Vanaf 50 n.Chr. tot aan de val van hun rijk rond 461 n.Chr. heersten de Romeinen over de Champagne-regio. Hoewel de Romeinen bekend stonden voor hun wijnbouw, zeggen sommige historici dat de wijnbouw pas echt voet aan de grond kreeg in Champagne tegen het einde van de 4e of begin van de 5e eeuw. Wel ontdekten de Romeinen in de Champagne het krijt, een carbonaatmineraal dat gebruikt werd voor bouw en constructie.
In de 5e eeuw drongen de Franken, een Germaanse stam, het gebied van het huidige Frankrijk binnen.
Hun koning, Clovis, veroverde Gallië. Bisschop Remi van Reims bekeerde Clovis later tot het christendom.
In de vroege middeleeuwen was het gebruikelijk om verschillende druivensoorten en wijngaardpercelen te mengen. De monniken maakten de wijn, zij ontvingen druiven van boeren als betaling voor de kerk. De druiven werden vervolgens collectief geperst, zonder specifieke aandacht voor de samenstelling van de blend.
De wijnen stonden bekend als vins de la montagne (bergwijnen) en vins de la rivière (rivierwijnen), poëtisch verwijzend naar de glooiende heuvels en het netwerk van rivieren in de regio. Er werden zowel rode als witte wijnen geproduceerd.

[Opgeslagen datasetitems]
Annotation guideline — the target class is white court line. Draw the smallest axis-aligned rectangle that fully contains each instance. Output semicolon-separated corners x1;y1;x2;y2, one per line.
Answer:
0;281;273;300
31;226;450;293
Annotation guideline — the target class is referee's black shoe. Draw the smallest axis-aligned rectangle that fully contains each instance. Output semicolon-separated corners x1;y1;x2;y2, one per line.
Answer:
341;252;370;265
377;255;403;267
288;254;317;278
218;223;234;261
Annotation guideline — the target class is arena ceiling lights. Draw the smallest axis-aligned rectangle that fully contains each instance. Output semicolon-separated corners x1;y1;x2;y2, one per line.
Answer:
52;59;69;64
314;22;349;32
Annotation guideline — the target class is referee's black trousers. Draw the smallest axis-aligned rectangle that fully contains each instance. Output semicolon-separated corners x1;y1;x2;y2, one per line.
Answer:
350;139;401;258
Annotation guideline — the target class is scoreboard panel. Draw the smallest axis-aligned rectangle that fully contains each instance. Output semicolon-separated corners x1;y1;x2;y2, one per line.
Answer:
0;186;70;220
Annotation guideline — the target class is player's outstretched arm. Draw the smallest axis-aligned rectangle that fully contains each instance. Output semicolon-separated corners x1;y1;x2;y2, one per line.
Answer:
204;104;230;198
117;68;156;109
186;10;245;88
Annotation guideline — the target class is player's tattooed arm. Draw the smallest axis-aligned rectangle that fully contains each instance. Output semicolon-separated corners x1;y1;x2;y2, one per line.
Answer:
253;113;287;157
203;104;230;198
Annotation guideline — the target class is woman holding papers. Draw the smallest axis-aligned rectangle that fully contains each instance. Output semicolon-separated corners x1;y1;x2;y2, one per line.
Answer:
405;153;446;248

Te maken opdrachten >>
1 – Schaal de items door alle regels over te nemen, ook die zonder getallen, vanaf het begin van de items tot en met de regel die "186;10;245;88" bevat. Vermenigvuldig daarbij elke coördinaat in de antwoorden met 0,3 en rond af op hele getallen, waarbij halven naar boven gaan.
2 – Vervolg de tekst over de wijngeschiedenis van de Champagne na de laatste zin.
De items houden geen verband met de tekst over de wijngeschiedenis van de Champagne.

Antwoorden op opdrachten >>
1 –
Annotation guideline — the target class is white court line. Draw the smallest axis-aligned rectangle that fully contains each instance. Output semicolon-separated corners x1;y1;x2;y2, one per line.
Answer:
0;84;82;90
9;68;135;88
Annotation guideline — the target class is referee's black shoe. Draw the smallest axis-aligned rectangle that fully contains each instance. Output semicolon-separated corners x1;y1;x2;y2, one per line.
Answer:
102;76;111;80
113;77;121;80
86;76;95;83
65;67;70;78
Annotation guideline — the target class is arena ceiling lights. Draw the smallest axis-aligned rectangle that fully contains each instance. Output semicolon-separated corners x1;y1;x2;y2, one per line.
Answer:
16;18;21;19
94;7;105;10
Annotation guideline — the target class is referee's black trousers. Draw the smallest axis-aligned rectangle that fully contains each instance. Output semicolon-separated corners x1;y1;x2;y2, one per line.
Answer:
105;42;120;77
Annotation guideline — the target class is scoreboard panel. Draw the smallest axis-aligned rectangle that fully contains each instance. Output semicolon-separated corners x1;y1;x2;y2, one per line.
Answer:
0;56;21;66
Annotation guideline — the target class is player's outstretched arm. Draw the smallest axis-aligned rectangle that fully contains each instance. Output semicolon-separated corners x1;y1;x2;y2, one per line.
Answer:
61;31;69;59
35;20;47;33
56;3;74;26

2 –
In de 17e eeuw was de Engelse glasblaasindustrie in volle gang, wat leidde tot sterker Engels glas dat de druk van de tweede gisting in de champagnefles kon weerstaan. In dezelfde eeuw werden de unieke comprimeerbare en uitzetbare eigenschappen van natuurkurk opnieuw benut voor het afsluiten van wijnflessen. Rond het einde van de 17e eeuw werd de term "Vin de Champagne" al veel gebruikt.
De officiële champagnefles werd geïntroduceerd op 8 maart 1735, vormgegeven door een koninklijk besluit.
De 18e eeuw bracht zware weersomstandigheden voor de Champenois. Er waren vaak misoogsten of oogsten van lage kwaliteit, en de verwoestende vorst in de winter van 1788-1789 deed veel wijnstokken de das om.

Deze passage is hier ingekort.